= Beginning of Section =

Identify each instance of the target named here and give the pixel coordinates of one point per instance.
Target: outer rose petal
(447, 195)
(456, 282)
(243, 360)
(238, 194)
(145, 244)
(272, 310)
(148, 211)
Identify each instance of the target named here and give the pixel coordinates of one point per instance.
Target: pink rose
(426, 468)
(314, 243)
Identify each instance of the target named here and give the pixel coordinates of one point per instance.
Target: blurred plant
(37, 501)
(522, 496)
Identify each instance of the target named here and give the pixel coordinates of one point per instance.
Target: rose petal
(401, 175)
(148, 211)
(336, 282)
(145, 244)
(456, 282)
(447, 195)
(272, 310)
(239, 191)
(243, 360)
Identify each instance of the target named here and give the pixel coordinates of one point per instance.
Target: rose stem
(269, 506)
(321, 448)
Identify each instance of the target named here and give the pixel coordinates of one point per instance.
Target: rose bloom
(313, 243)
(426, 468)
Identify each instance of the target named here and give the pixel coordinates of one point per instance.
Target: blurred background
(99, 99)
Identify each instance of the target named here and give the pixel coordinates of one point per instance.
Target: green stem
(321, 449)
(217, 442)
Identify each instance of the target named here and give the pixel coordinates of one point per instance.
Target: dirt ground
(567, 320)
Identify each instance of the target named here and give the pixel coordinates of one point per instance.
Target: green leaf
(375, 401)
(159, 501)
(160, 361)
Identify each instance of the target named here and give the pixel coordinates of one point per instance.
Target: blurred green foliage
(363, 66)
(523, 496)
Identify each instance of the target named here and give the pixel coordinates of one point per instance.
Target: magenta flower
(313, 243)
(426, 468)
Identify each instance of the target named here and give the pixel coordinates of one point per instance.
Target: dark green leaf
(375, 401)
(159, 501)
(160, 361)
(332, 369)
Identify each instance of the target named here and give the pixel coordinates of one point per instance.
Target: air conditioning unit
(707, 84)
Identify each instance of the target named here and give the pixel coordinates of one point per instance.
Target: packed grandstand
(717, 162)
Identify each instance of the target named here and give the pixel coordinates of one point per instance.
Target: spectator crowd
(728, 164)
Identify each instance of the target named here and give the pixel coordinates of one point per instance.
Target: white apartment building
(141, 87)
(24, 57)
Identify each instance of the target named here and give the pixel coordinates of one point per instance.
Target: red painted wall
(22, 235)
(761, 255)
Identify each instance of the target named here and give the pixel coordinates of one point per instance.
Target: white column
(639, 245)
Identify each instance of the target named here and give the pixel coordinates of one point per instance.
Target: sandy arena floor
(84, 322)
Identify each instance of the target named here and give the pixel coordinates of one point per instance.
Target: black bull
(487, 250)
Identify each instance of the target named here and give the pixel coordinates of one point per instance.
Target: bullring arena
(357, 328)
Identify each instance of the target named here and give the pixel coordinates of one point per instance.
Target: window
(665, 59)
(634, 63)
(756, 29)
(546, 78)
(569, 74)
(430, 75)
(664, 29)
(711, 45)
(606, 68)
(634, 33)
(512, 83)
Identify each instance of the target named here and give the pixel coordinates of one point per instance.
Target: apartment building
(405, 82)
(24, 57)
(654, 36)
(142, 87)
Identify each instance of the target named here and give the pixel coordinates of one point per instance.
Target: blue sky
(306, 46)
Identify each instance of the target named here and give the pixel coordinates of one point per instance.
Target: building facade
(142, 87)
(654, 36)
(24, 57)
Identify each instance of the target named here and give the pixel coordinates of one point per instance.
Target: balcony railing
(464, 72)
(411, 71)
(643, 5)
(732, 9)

= End of Section =

• **Directions**
Every entry above, from first to last, should be repeated exactly.

• **Your response**
Identify each instance of the target named here and give the pixel coordinates of one point per instance.
Target: outer rose petal
(447, 195)
(456, 282)
(243, 360)
(238, 194)
(145, 244)
(272, 310)
(148, 211)
Identify each instance of the target named here and give the pixel coordinates of one point per instance.
Target: pink rose
(426, 468)
(314, 243)
Identify each instance of the target named here and give the pixel coordinates of one point per instance.
Target: blurred plant
(37, 501)
(522, 496)
Identify each instance of the target named here and give the pixel coordinates of one point per instance.
Target: rose petal
(401, 175)
(148, 211)
(336, 282)
(145, 244)
(456, 282)
(447, 195)
(272, 310)
(239, 191)
(243, 360)
Identify each instance of the target named here and give the pixel coordinates of one point per instance.
Target: rose stem
(269, 506)
(321, 448)
Identify each instance of the target named here and give the pixel coordinates of one point per instance.
Target: rose bloom
(313, 243)
(426, 468)
Identify each instance of the target named here and give the pixel coordinates of one point per instance.
Target: blurred background
(99, 99)
Identify each instance of the target named here and give the pixel coordinates of one point per instance.
Target: green stem
(321, 449)
(217, 442)
Identify each instance of the target named here and give the pixel coordinates of one point per instance.
Target: dirt ground
(567, 320)
Identify each instance of the target named here and give the pixel coordinates of one point per instance.
Target: green leaf
(375, 401)
(159, 501)
(160, 361)
Identify each instance of the target named here and give the pixel coordinates of one point per instance.
Target: blurred green foliage
(363, 66)
(523, 496)
Identify each instance of the target named here and give the pixel coordinates of one point per instance.
Target: magenta flower
(313, 243)
(426, 468)
Identify each instance of the target named here and give the pixel coordinates of one point per instance.
Target: dark green leaf
(375, 401)
(159, 501)
(160, 361)
(332, 369)
Identify each instance of the target named here and give the pixel coordinates of one point per instance.
Target: air conditioning unit
(707, 84)
Identify each instance of the target named here and give the pixel coordinates of one point per instance.
Target: packed grandstand
(717, 162)
Identify each instance of the target named here and give the pixel coordinates of one point per instance.
Target: spectator crowd
(728, 164)
Identify each instance of the target named here and give the pixel coordinates of one point per instance.
Target: white apartment building
(141, 87)
(24, 57)
Identify each instance of the target named here and give the pixel coordinates of one point per instance.
Target: red painted wall
(22, 235)
(761, 255)
Identify each instance of the target named here and give the pixel coordinates of one point per instance.
Target: white column
(639, 245)
Identify each instance of the target named here and give the pixel coordinates of one point per instance.
Target: sandy arena floor
(84, 322)
Identify each instance of the target named here and give the pixel coordinates of one point per instance.
Target: black bull
(487, 250)
Identify each instance of the target named here and give the pixel coordinates of one point per instance.
Target: bullring arena
(357, 328)
Identify each instance of the target named here and give the pixel coordinates of one point per instance.
Target: window
(665, 59)
(634, 63)
(756, 29)
(546, 78)
(569, 74)
(430, 75)
(664, 29)
(711, 45)
(606, 68)
(634, 33)
(512, 83)
Identify each instance of the target named here and give the pixel coordinates of one point per instance.
Target: apartment building
(405, 82)
(24, 57)
(654, 36)
(142, 87)
Identify each instance of the target named here and give the pixel coordinates of one point per instance.
Target: blue sky
(306, 46)
Identify each instance of the target named here and give the pixel coordinates of one point per instance.
Target: building facade
(142, 87)
(654, 36)
(24, 57)
Identify each instance of the target named here and give the pixel coordinates of one point per instance.
Target: balcony railing
(464, 72)
(411, 71)
(643, 5)
(732, 9)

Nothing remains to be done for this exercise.